→ **Task to complete**
Exact wording is required for every entry; transcribe all of them and leave the images out.

→ **Task material**

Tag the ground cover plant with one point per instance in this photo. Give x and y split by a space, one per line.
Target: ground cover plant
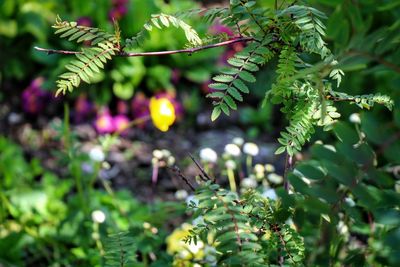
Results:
332 199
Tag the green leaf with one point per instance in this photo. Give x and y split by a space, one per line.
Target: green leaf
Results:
247 76
224 108
231 103
235 93
241 86
218 86
223 78
216 113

→ **Exercise solution**
Tag the ground cover plant with one point per instance in this photo. Give x and y split by a space, one per line.
Target: ground cover plant
Results:
332 199
Tag the green leaf with one point per instance in this photo. Give x and y split by a space, one per line.
Target: green leaf
Results:
247 76
224 108
231 103
235 93
241 86
218 86
223 78
216 113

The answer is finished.